TASK LIST:
- 1) Please recast the paragraph of the equal pay article that begins "The Equal Pay Today! Campaign breaks down" as a short bulleted list that keeps its main facts.
- 2) Carry the equal pay article forward with a few more paragraphs, starting after its final sentence.
-- BEGIN SUPPLIED PASSAGE --
Local residents to attend rally Editor’s note: Today is the 2018 Equal Pay Day.

It’s been nearly 50 years since Pennsylvania’s equal pay law has been updated.

In honor of the national Equal Pay Day, the American Association of University Women is hosting an equal pay day rally at 2 p.m. today at the Capitol Rotunda in Harrisburg, an event that some members of the Bedford Business and Professional Women group will be attending.

Locals voiced their support for equal pay, pointing out statistics that illustrate a gender wage gap and sharing their personal experiences with unfair pay in the workforce.

Joan LaSalle, vice president of the Bedford Business and Professional Women, is one of the women who shared her experiences with unfair pay with the Mirror. “Women don’t get paid the same amount as men do for the same work,” she said.

LaSalle said she recently retired as one of the few female engineers at a Pennsylvania company that she requested not to be named.

During her more than 30 years as an engineer, LaSalle said she is certain she experienced unequal pay during two incidences, discovering that male counterparts less qualified than her made the same pay or more.

“Women have to work harder to get the same recognition,” LaSalle said.

Sharon Houck, a Breezewood resident and Trinity School of Natural Health student, said she learned her male co-workers made thousands of dollars more than her when she worked as a general manager at a company she was uncomfortable naming.

It was through her job requirement of completing audits of financial accounts that Houck discovered that some of her male counterparts in lower positions were getting paid up to $10,000 more than she was.

“The mentality around pay has to change,” Houck said. “The situation can’t stay stagnant.”

The Equal Pay Today! Campaign breaks down the wage gap between women and men by race, using median earnings of full-time, year-round workers from the 2016 survey conducted by the U.S. Census Bureau. According to the campaign, Asian American women make 87 cents to a man’s dollar, Caucasian women make 79 cents, African American women make 63 cents, Native American women make 57 cents and Latina women make 54 cents.

Based on these ratios, equal pay day for Asian American women fell on Feb. 22. For Caucasian women, equal pay is April 17; for African American women, it’s Aug. 7; for Native American women, it’s Sept. 27; and for Latina women, it’s Nov. 1.

The days symbolize the approximate date a woman has to work into the year on average in order to catch up to the earnings paid to a man in the last year, according to Terry Fromson, managing attorney of the Women’s Law Project, an organization that represents Pennsylvania in the Equal Pay Today! Campaign.

“Equal Pay Day was established in 1996 as a way to increase awareness at wage gaps for working people,” Fromson said. “Equal pay is a complicated issue that is about more than pay discrimination, though that is important and a good place to begin when discussing pay equity. We know how to address pay discrimination, but have not seen the political will to do so. Here in Pennsylvania, we have seen bills to fix the state’s equal pay act that would help address pay discrimination, but they are repeatedly left to die of neglect in committee.”
-- END SUPPLIED PASSAGE --
-- BEGIN PROVIDED RECORDS --
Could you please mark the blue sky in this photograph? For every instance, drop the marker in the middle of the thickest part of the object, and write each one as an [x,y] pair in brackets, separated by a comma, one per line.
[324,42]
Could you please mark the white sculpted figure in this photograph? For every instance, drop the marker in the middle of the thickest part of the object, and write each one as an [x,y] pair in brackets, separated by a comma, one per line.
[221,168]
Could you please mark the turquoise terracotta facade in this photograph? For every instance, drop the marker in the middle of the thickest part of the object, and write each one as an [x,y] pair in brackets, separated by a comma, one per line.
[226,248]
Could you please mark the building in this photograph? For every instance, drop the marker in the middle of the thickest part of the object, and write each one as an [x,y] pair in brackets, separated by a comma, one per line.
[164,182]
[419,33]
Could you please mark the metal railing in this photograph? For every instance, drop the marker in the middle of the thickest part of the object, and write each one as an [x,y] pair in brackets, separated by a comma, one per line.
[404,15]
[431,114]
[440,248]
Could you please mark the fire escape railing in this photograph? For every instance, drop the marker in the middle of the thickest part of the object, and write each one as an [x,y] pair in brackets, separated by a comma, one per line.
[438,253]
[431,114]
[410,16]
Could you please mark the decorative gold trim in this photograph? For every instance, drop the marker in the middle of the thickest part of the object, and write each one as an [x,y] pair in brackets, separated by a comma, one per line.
-- END PROVIDED RECORDS --
RESULTS FOR THE EXERCISE:
- 1)
- The Equal Pay Today! Campaign breaks down the wage gap between women and men by race.
- It uses median earnings of full-time, year-round workers from the U.S. Census Bureau's 2016 survey.
- Women's earnings for each dollar a man makes:
  - Asian American women: 87 cents
  - Caucasian women: 79 cents
  - African American women: 63 cents
  - Native American women: 57 cents
  - Latina women: 54 cents

- 2)
State Rep. Maria Donatucci, D-Philadelphia, introduced legislation to update the penalties of violators of Pennsylvania’s equal pay law back in March 2017.

Her memo to the House of Representatives states the equal pay law and its penalties have not been updated for decades. The law was enacted in 1959 and was last amended in 1968. Donatucci proposes increasing fines for employers who violate the law from the current $50 to $200 per day of violation to between $2,500 to 5,000 per day of violation.

The proposed legislation, House Bill 830, would also increase the time period tht an employee can file legal action from two years of the violation date to three years.

“If you have a pension, it’s less money when you have less pay,” Donatucci said. “Your Social Security is less when your pay is less. So this affects not only a woman while she’s working, but it affects her when she tries to retire or in her old age.”

“It’s time for us to do something,” Donatucci said, adding she has a daughter whom she wants to see receive equal pay. “This is happening, and it’s not acceptable. I think awareness is everything.”

There has been no further action on the legislation since its introduction.

Donna Gority, president of ArtsAltoona and a member of the Business and Professional Women of Pennsylvania, said the local women’s leadership group in particular has lobbied for equal pay over the years.

“We still have a long way to go,” Gority said, noting progress made over the years.

Gority served as the first female commissioner for Blair County from 1984-2012, and said elected officials are paid the same. But while working as a commissioner, she noticed female dominated positions in government departments were initially way lower than similar positions held by men and worked to adjust pay wages.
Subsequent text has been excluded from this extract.